--- START Source extract ---

I tried a Stihl helmet w/muffs and wire shield today.  Mixed results:  seems to have stopped some of the snow blowback, but visibility deteriorated as screen got clogged.  I'm going to try a plastic face shield tomorrow.  Or maybe just the balacava.


----------



## Thistle (Jan 13, 2011)

Usually just dark safety glasses that fit over my eyeglasses,my thick long winter beard is enough unless there's 30MPH gusts.Then use an internal hardhat liner thats similar to a ski mask.


----------



## Beetle-Kill (Jan 13, 2011)

I've got a big Husky, and can change the discharge angle right off the handles. One lever for that, one for chute angle-low or high. Depends on the wind.- goggles and a facemask, all I have to offer.


----------



## soupy1957 (Jan 13, 2011)

glasses off, is a big deal for me (since I wear glasses). They get fogged up and covered in moisture otherwise, and impede my view.  Don't wear NOTHIN on my face.  I put a hat on though.

--- END Source extract ---

Tasks to carry out:
[1] Print the stretch of the snow blowback thread from "## Thistle (Jan" through "a ski mask.", copied word for word.
[2] Collect every line in the records that contains the string "white".

--- START Raw records ---

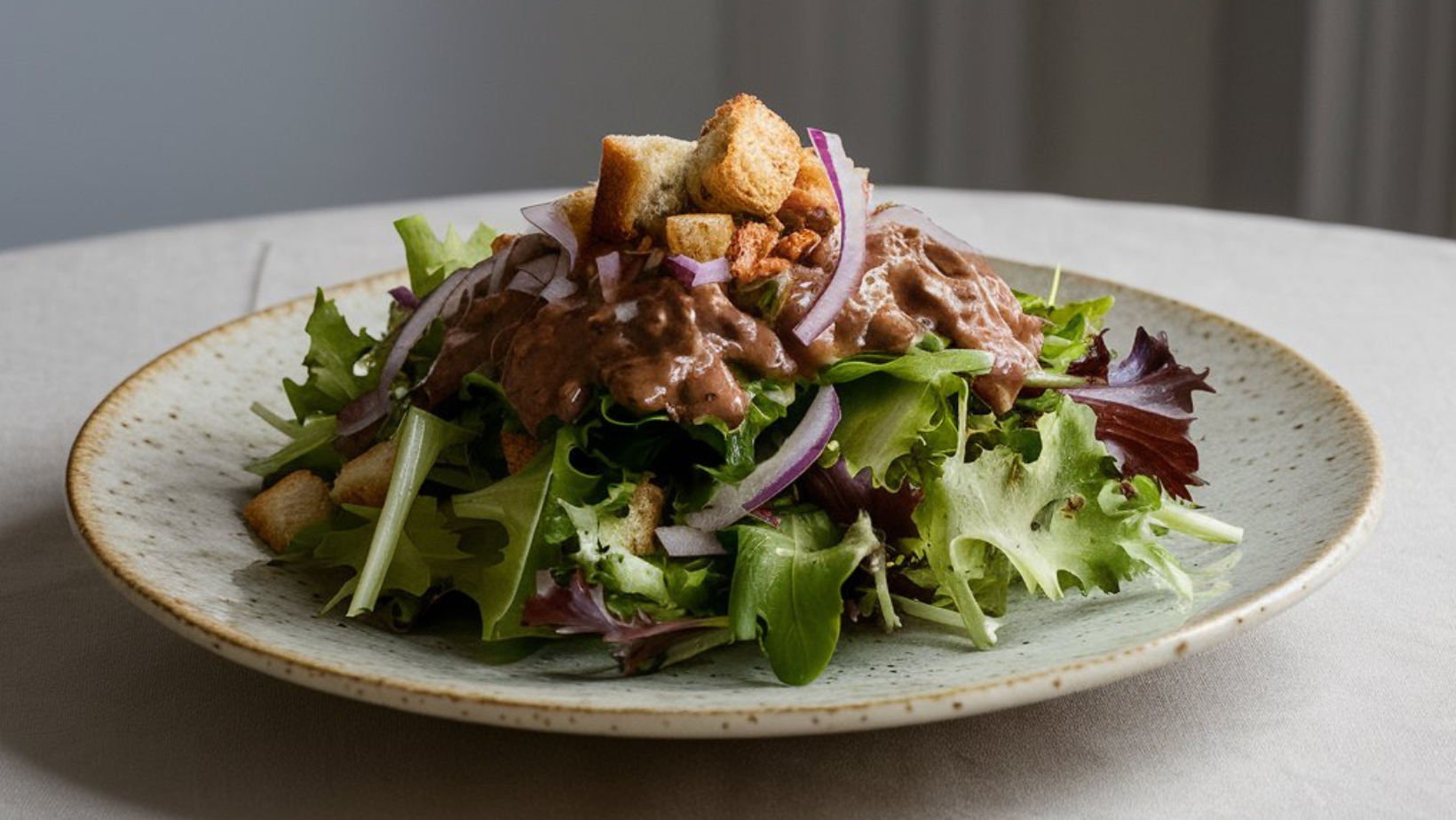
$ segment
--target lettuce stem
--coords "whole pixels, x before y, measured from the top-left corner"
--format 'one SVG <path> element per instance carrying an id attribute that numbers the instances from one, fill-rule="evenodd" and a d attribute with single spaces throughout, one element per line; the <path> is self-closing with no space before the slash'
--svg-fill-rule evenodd
<path id="1" fill-rule="evenodd" d="M 1047 373 L 1045 370 L 1037 370 L 1035 373 L 1028 373 L 1026 380 L 1022 382 L 1022 387 L 1045 387 L 1051 390 L 1060 390 L 1063 387 L 1086 387 L 1088 380 L 1080 376 L 1067 376 L 1064 373 Z"/>
<path id="2" fill-rule="evenodd" d="M 395 548 L 405 530 L 405 519 L 409 517 L 409 508 L 414 507 L 415 497 L 419 495 L 419 488 L 425 484 L 430 468 L 435 465 L 441 450 L 467 438 L 469 433 L 464 430 L 419 408 L 411 408 L 405 414 L 405 419 L 395 433 L 395 469 L 389 476 L 389 492 L 384 495 L 384 507 L 374 524 L 374 536 L 370 539 L 364 569 L 360 571 L 358 584 L 349 599 L 349 618 L 370 612 L 379 603 L 384 575 L 389 574 L 389 565 L 395 561 Z"/>
<path id="3" fill-rule="evenodd" d="M 1239 543 L 1243 540 L 1243 527 L 1226 524 L 1213 516 L 1195 513 L 1179 504 L 1163 504 L 1149 517 L 1171 530 L 1211 543 Z"/>

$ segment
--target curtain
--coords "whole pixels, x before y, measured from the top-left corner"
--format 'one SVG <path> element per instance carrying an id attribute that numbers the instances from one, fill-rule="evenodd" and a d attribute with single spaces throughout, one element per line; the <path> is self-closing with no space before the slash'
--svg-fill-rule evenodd
<path id="1" fill-rule="evenodd" d="M 750 0 L 725 90 L 881 182 L 1456 236 L 1456 3 Z"/>

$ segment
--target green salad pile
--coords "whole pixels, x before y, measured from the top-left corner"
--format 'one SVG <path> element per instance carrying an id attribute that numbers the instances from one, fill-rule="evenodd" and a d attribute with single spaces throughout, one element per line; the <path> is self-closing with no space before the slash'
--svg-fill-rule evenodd
<path id="1" fill-rule="evenodd" d="M 464 618 L 482 641 L 521 651 L 600 641 L 625 673 L 753 641 L 780 680 L 804 685 L 846 629 L 916 619 L 987 650 L 1022 596 L 1115 593 L 1146 577 L 1192 600 L 1168 535 L 1241 537 L 1191 504 L 1191 395 L 1211 390 L 1207 371 L 1142 329 L 1114 357 L 1102 331 L 1111 299 L 1057 303 L 1054 283 L 1047 297 L 1016 294 L 1044 332 L 1041 368 L 1008 412 L 971 389 L 990 354 L 926 334 L 903 354 L 852 355 L 812 377 L 744 380 L 751 406 L 735 427 L 633 414 L 603 392 L 571 422 L 527 431 L 488 371 L 467 373 L 432 411 L 411 401 L 446 344 L 440 319 L 380 385 L 400 326 L 495 239 L 480 227 L 441 240 L 418 217 L 396 227 L 409 288 L 389 325 L 355 329 L 320 291 L 307 376 L 284 383 L 291 412 L 253 408 L 288 438 L 249 466 L 265 486 L 296 470 L 331 481 L 354 454 L 393 443 L 381 505 L 345 502 L 275 558 L 336 574 L 326 610 L 392 629 Z M 341 433 L 370 396 L 387 401 L 380 418 Z M 823 435 L 805 460 L 810 427 Z M 511 465 L 523 437 L 536 452 Z M 789 450 L 798 465 L 775 460 Z M 705 513 L 764 470 L 783 485 L 770 498 L 727 519 Z M 655 520 L 644 520 L 651 495 Z M 687 548 L 641 548 L 644 533 L 692 530 L 695 516 L 728 523 L 699 527 L 706 537 Z"/>

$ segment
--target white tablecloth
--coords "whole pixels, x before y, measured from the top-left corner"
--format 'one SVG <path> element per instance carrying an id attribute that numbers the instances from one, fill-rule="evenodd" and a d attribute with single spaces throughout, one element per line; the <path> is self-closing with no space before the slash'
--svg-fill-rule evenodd
<path id="1" fill-rule="evenodd" d="M 1222 647 L 999 714 L 865 734 L 642 741 L 424 718 L 242 669 L 150 620 L 71 535 L 66 456 L 153 355 L 402 265 L 390 221 L 518 227 L 501 194 L 0 253 L 3 817 L 1456 816 L 1456 242 L 1024 194 L 879 189 L 983 251 L 1223 313 L 1354 395 L 1385 520 Z M 1329 481 L 1340 481 L 1331 475 Z"/>

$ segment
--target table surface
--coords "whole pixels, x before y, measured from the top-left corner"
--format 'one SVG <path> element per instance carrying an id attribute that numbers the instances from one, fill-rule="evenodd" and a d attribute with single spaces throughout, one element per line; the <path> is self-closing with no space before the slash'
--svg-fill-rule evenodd
<path id="1" fill-rule="evenodd" d="M 76 431 L 115 383 L 227 319 L 400 267 L 389 224 L 399 216 L 514 229 L 521 205 L 547 197 L 0 253 L 0 817 L 1450 816 L 1450 240 L 1035 194 L 878 191 L 990 255 L 1061 264 L 1262 331 L 1344 385 L 1382 438 L 1385 517 L 1340 575 L 1211 651 L 1091 692 L 847 736 L 531 734 L 266 677 L 112 590 L 71 535 L 63 484 Z"/>

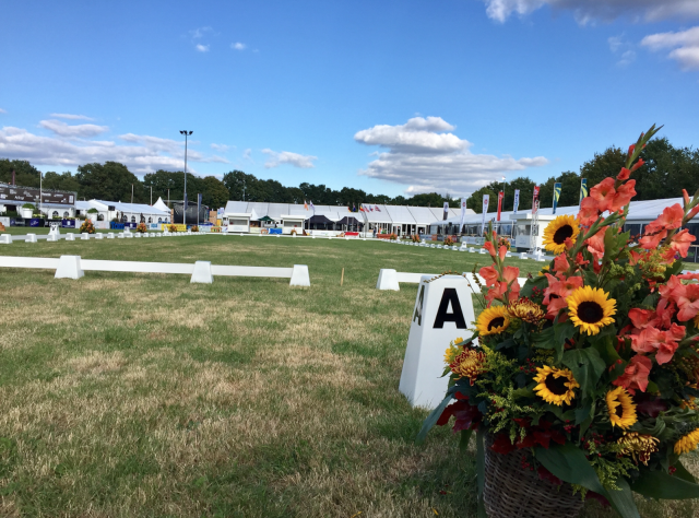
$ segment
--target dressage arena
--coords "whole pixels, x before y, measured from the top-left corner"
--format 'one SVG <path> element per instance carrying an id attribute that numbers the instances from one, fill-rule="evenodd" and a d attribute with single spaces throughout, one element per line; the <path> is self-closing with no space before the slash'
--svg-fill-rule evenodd
<path id="1" fill-rule="evenodd" d="M 473 452 L 447 428 L 416 446 L 427 412 L 398 390 L 416 285 L 376 285 L 381 269 L 470 272 L 487 255 L 194 235 L 15 240 L 9 256 L 303 264 L 310 286 L 0 268 L 0 515 L 475 516 Z M 508 263 L 521 276 L 545 264 Z M 612 515 L 588 503 L 582 516 Z"/>

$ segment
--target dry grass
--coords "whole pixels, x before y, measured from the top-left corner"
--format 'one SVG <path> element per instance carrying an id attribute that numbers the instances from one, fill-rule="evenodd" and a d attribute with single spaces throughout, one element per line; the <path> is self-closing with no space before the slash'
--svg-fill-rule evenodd
<path id="1" fill-rule="evenodd" d="M 0 516 L 475 516 L 472 454 L 447 429 L 415 446 L 425 412 L 398 392 L 415 290 L 374 289 L 379 268 L 464 271 L 473 256 L 406 248 L 217 236 L 3 248 L 306 263 L 312 285 L 1 271 Z"/>

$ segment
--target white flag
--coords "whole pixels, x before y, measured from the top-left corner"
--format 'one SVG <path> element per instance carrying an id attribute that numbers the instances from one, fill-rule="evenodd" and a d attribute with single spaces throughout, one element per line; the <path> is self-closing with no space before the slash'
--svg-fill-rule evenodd
<path id="1" fill-rule="evenodd" d="M 481 234 L 485 234 L 485 215 L 488 213 L 488 202 L 490 195 L 483 195 L 483 223 L 481 223 Z"/>

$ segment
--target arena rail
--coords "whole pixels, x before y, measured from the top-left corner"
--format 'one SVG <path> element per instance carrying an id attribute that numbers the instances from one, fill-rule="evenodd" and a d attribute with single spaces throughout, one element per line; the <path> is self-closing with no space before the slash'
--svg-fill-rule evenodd
<path id="1" fill-rule="evenodd" d="M 128 273 L 176 273 L 191 275 L 190 282 L 211 284 L 217 276 L 261 276 L 289 279 L 289 286 L 310 286 L 308 266 L 294 264 L 293 268 L 236 267 L 212 264 L 210 261 L 192 263 L 110 261 L 82 259 L 80 256 L 47 257 L 0 257 L 0 267 L 56 270 L 55 279 L 80 279 L 86 271 Z"/>

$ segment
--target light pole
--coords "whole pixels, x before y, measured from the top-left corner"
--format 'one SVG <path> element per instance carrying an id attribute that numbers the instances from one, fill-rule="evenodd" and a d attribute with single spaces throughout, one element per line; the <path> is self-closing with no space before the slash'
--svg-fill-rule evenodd
<path id="1" fill-rule="evenodd" d="M 193 131 L 181 130 L 180 134 L 185 136 L 185 199 L 182 200 L 182 205 L 185 210 L 182 211 L 182 223 L 185 227 L 187 227 L 187 137 L 192 134 Z"/>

--- END Raw records ---

Exercise solutions:
[1]
## Thistle (Jan 13, 2011)

Usually just dark safety glasses that fit over my eyeglasses,my thick long winter beard is enough unless there's 30MPH gusts.Then use an internal hardhat liner thats similar to a ski mask.

[2]
--target white tablecloth
--target white flag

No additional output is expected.